### DOCUMENT
The Dawn of Understanding Lingers
Away the Autumn of Puzzlement
Fennec on the Threshold

The Distance is the highbrow equivalent of the train wreck. You either avoid it completely or you watch it with morbid fascination until the last paramedic has picked-up the last bit of spleen. There is an unquenchable drive to see if it all means anything in the end. Meaning there is. Really. And it all makes sense in relation to itself and the ante-penultimate bit of narration in counter clockwise order (but only if you're seeing it on a Friday, in March, while the wind languorously blows outside the theatre).

You see this movie is an axolotl. At first it doesn't make sense, neither fish nor fowl and all that, but it's a pretty efficient creature with hidden depths.

The story is about an escape artist. Actually it's about an Austrian artist bought wholesale by a Russian oligarch hiring a trio of burglars to smuggle him out of the warehouse he's kept in. The introductory bad pun is a by-product. This movie, like most constructs of the human mind, is a patchwork of childish symbolism and atrocious paronomasia held together by spit and a balding anteater.

The same logic that makes a witch weigh the same as duck prevails here: to escape, the artist needs something called “The Distance.” Escape: be free of something. Escape: disappear from somewhere. The artist wants to disappear in the distance. Good joke; people laugh. All the nonsensical fluff around the main body of our cute little newt comes from that pit of hell inside the human psyche that makes people think that "my f'hair lady" is a good name for a hairdresser; the same place Freud used to build all his sexual obsession imagery.... Anyway it's not everyday you see Clotho, Atropos and Lachesis portrayed as overweight dwarfs with psychic powers so our faulty wiring when it comes to associating ideas has a good side.

The experience in itself is a whirlwind of amazement where the beauty of the scenery is a poignant counterpoint to the absurdity of the action.

One of the protagonists is a rusted bucket speaking in Japanese haiku which tells you everything you need to know about casting. The others speak Russian and German and whether you're either a polyglot or, like the director himself, don't speak any of these, you simply listen to the music without bothering with the meaning of the words. Watching it with subtitles is cheating.

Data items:
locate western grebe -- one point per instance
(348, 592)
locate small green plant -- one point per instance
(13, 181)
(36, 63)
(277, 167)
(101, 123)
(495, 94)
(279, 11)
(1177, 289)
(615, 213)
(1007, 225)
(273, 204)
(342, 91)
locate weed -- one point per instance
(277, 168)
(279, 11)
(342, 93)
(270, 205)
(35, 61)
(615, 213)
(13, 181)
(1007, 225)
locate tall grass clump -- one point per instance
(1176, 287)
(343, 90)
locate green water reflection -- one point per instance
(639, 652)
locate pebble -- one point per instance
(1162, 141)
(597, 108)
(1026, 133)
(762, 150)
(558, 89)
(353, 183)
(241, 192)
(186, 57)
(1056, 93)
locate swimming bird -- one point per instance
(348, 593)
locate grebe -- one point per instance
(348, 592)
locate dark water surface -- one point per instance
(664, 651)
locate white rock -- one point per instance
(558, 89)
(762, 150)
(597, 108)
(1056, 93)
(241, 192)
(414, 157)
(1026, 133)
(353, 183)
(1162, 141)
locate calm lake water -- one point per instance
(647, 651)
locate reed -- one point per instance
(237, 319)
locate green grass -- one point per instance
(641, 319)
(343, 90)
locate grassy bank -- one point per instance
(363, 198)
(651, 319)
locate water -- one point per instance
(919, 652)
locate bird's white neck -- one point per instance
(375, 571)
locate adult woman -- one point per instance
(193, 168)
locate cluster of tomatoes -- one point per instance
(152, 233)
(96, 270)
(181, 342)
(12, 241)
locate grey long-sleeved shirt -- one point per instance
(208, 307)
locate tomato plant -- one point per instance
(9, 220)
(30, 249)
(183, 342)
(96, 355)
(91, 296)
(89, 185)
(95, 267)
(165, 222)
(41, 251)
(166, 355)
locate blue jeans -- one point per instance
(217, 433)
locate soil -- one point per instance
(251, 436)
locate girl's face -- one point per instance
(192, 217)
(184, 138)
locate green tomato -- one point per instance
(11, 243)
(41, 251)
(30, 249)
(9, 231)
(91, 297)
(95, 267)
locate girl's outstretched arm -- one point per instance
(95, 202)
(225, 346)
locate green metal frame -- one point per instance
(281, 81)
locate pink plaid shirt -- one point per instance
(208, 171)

### EXERCISE INSTRUCTIONS
Answer these questions using the film review.
(a) Who hires the trio of burglars?
(b) What does the artist need in order to escape?
(c) In what form does the rusted bucket speak?

### EXPECTED ANSWER
(a) A Russian oligarch.
(b) Something called "The Distance."
(c) Japanese haiku.